**Source text:**
____________
PRE-OPENING COSTS - It is the Company's policy to expense when incurred all
start-up and pre-opening costs associated with new unit development that are not
otherwise capitalizable as property and equipment.

                                       F-6

<PAGE>   29


                   WOODROAST SYSTEMS, INC. AND SUBSIDIARY
           NOTES TO CONSOLIDATED FINANCIAL STATEMENTS - CONTINUED
                   DECEMBER 28, 1997 AND DECEMBER 29, 1996


DEPRECIATION - Property, equipment and leasehold improvements are recorded at
cost. Furniture, fixtures and equipment are depreciated using the straight-line
method over three to seven years. Leasehold improvements are amortized using the
straight-line method over the shorter of their estimated useful lives or the
lease term including option periods. Maintenance, repairs and minor renewals are
expensed when incurred.

PATENT AND TRADEMARKS - Patent and trademarks are recorded at cost and are being
amortized using the straight-line method over seven to twenty years. Costs
associated with the maintenance and defense of the patent and trademarks are
expensed when incurred. Accumulated amortization was $10,110 and $8,457 at
December 28, 1997 and December 29, 1996.

NET LOSS PER COMMON SHARE - During 1997, the Company adopted Statement of
Financial Accounting Standards No. 128 "Earnings Per Share" (Statement 128) for
all periods shown. Statement 128 requires disclosures of basic earnings per
share (EPS) and diluted EPS, which replaces the existing primary EPS and fully
diluted EPS, as defined by APB No. 15. Basic EPS is computed by dividing net
loss by the weighted average number of shares of common stock outstanding during
the year. Diluted EPS is computed by dividing net loss by the weighted average
common shares outstanding and dilutive common equivalent shares assumed to be
outstanding during each period. In addition, the Company has implemented recent
guidance from the Securities and Exchange Commission issued in February 1998
regarding the implementation of Statement 128. Dilutive common equivalent shares
have not been included in the computation of diluted EPS because their inclusion
would be antidilutive. Antidilutive common equivalent shares issuable based on
future exercise of stock options or warrants could potentially dilute basic EPS
in subsequent periods.
____________
**Collected data:**
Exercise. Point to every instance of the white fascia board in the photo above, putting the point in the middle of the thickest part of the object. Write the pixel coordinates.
____________
**Jobs:**
(1) Answer these about the Woodroast Systems financial statement notes:
(a) Over what period are furniture, fixtures and equipment depreciated, and by what method?
(b) What was the accumulated amortization of patent and trademarks at December 28, 1997?
(c) Why have dilutive common equivalent shares been left out of the computation of diluted EPS?
(2) Resume the Woodroast Systems financial statement notes after their last sentence.

**Written answers:**
(1)
(a) Over three to seven years, using the straight-line method.
(b) $10,110.
(c) Because their inclusion would be antidilutive.

(2)
MANAGEMENT'S USE OF ESTIMATES - The preparation of financial statements in
conformity with generally accepted accounting principles requires management to
make estimates and assumptions that affect the reported amounts of assets and
liabilities and disclosure of contingent assets and liabilities at the date of
the consolidated financial statements and the reported amounts of revenues and
expenses during the reporting period. Actual results could differ from those
estimates.

FINANCIAL INSTRUMENTS - The carrying amounts for all financial instruments
approximates fair value. The carrying amounts for cash and cash equivalents,
accounts payable and accrued liabilities approximate fair value because of the
short maturity of these instruments. The fair value of long-term debt and
capital lease obligations approximates the current rates at which the Company
could borrow funds with similar remaining maturities.

RECLASSIFICATIONS - Certain accounts in the prior year consolidated financial
statements have been reclassified for comparative purposes to conform with the
presentation in the current year consolidated financial statements. These
reclassifications had no effect on net loss or stockholders' equity.





                                       F-7

<PAGE>   30

                   WOODROAST SYSTEMS, INC. AND SUBSIDIARY
           NOTES TO CONSOLIDATED FINANCIAL STATEMENTS - CONTINUED
                   DECEMBER 28, 1997 AND DECEMBER 29, 1996


(2)    SECURITIES AVAILABLE-FOR-SALE

The Company classifies all investments which are not cash equivalents as
securities available-for-sale with all gross unrealized gains or losses included
as a separate component of stockholders' equity. There were unrealized losses of
$0 and $16,250 at December 28, 1997 and December 29, 1996.

Securities available-for-sale at December 29, 1996 consisted of United States
Government debt securities, were reported at fair value and were due within one
year of the financial statement date. The market value of the portfolio was
$1,998,750 at December 29, 1996.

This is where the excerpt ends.